---------- DOCUMENT SECTION
I just finished the Keeble.
I actually don’t think the stories are very similar. I read the Keeble as being more about human conceptions of intelligence, and constructions of what is or is not personhood — along the lines of where Cat Rambo has been going with her Tabat stories. “Godfall’s Chemsong” seems more like some of the intense, alien-saturated Tiptree work — it reminds me of “Love is the Plan, the Plan is Death,” though gentler, certainly.
I did enjoy the novelette, though. Keeble really nailed that ending.
Hmm. I would say: sf has a lot of stories that are (deliberately or unintentionally…) about humans projecting their ideas onto inscrutable Others, and a reasonable tradition of stories that aspire to inhabit an Other perspective. “The Godfall’s Chemsong” is, as you say, squarely in the latter tradition. But one of the reasons I like “A Lullaby” is that I think it inhabits both, draws the link between the two. Because a story like “The Godfall’s Chemsong” is still about human conceptions of intelligence and constructions of personhood — just at one remove — which is what I was getting at in the original post when I said that it could never really do what it promises. “A Lullaby” can’t do it either, and in having two narrators certainly sacrifices the purity of the alien-ness of a story like “Chemsong” … But I think what it gains by having both narrators impose their ideas of personhood on each other is the ability to explore and critique both of those traditions. I mentioned. I haven’t read Cat Rambo’s stories, so I don’t know if they take the same approach, but it’s been a while since I read an sf story — other than In Great Waters — that looked at both sides of the human/Other divide so effectively.
--------------------
* [TASK GOAL]
Answer these about the discussion of sf stories above:
1. Which Tiptree story does "Godfall's Chemsong" remind the first writer of?
2. What did Keeble really nail in the novelette?
3. How many narrators does "A Lullaby" have?
---------- RECORDS PROVIDED
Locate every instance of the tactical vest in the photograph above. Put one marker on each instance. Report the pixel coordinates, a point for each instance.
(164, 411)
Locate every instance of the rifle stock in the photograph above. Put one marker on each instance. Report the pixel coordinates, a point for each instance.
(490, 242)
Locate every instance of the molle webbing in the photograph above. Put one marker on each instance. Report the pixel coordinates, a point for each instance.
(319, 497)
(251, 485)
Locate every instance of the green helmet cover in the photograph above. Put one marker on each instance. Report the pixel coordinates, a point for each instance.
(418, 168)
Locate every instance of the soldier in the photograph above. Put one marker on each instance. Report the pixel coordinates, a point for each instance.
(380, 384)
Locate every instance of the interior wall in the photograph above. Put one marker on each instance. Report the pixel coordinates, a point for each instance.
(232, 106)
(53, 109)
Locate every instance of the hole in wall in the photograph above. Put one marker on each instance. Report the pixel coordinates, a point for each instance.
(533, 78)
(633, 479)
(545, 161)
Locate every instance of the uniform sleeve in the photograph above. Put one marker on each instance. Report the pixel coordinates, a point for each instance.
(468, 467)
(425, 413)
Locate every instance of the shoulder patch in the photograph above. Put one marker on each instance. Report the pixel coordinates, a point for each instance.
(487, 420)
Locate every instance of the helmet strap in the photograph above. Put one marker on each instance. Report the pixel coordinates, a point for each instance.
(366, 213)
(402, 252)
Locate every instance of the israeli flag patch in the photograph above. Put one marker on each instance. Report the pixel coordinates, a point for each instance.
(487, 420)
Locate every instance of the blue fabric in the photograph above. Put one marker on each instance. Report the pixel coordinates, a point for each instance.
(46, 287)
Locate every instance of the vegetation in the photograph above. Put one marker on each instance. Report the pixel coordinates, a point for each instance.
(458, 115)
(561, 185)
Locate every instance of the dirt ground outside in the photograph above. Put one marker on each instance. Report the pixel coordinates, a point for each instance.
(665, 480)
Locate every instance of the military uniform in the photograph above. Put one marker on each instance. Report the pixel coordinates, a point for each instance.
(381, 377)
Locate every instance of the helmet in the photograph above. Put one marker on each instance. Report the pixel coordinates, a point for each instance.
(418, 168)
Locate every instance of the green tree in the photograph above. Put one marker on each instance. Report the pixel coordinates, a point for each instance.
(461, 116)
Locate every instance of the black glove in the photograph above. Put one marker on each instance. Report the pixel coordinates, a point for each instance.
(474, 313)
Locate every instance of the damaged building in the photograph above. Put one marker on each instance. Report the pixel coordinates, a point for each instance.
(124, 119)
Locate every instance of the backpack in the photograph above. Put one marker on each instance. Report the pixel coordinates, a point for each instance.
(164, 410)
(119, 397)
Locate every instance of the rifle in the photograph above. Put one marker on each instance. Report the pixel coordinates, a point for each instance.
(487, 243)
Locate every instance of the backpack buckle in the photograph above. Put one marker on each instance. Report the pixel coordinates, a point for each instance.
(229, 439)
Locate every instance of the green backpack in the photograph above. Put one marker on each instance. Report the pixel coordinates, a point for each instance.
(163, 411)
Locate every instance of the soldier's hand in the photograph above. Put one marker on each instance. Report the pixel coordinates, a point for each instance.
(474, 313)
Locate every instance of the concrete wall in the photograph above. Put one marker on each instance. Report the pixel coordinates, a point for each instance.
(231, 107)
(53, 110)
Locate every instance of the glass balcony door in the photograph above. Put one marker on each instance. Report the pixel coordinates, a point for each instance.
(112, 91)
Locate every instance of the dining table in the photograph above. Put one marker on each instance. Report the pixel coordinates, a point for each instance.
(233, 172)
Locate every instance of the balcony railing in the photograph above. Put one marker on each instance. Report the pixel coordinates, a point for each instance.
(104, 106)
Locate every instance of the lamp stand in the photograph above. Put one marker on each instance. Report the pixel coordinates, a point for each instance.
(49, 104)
--------------------
* [RESPONSE BOX]
1. "Love is the Plan, the Plan is Death"
2. The ending
3. Two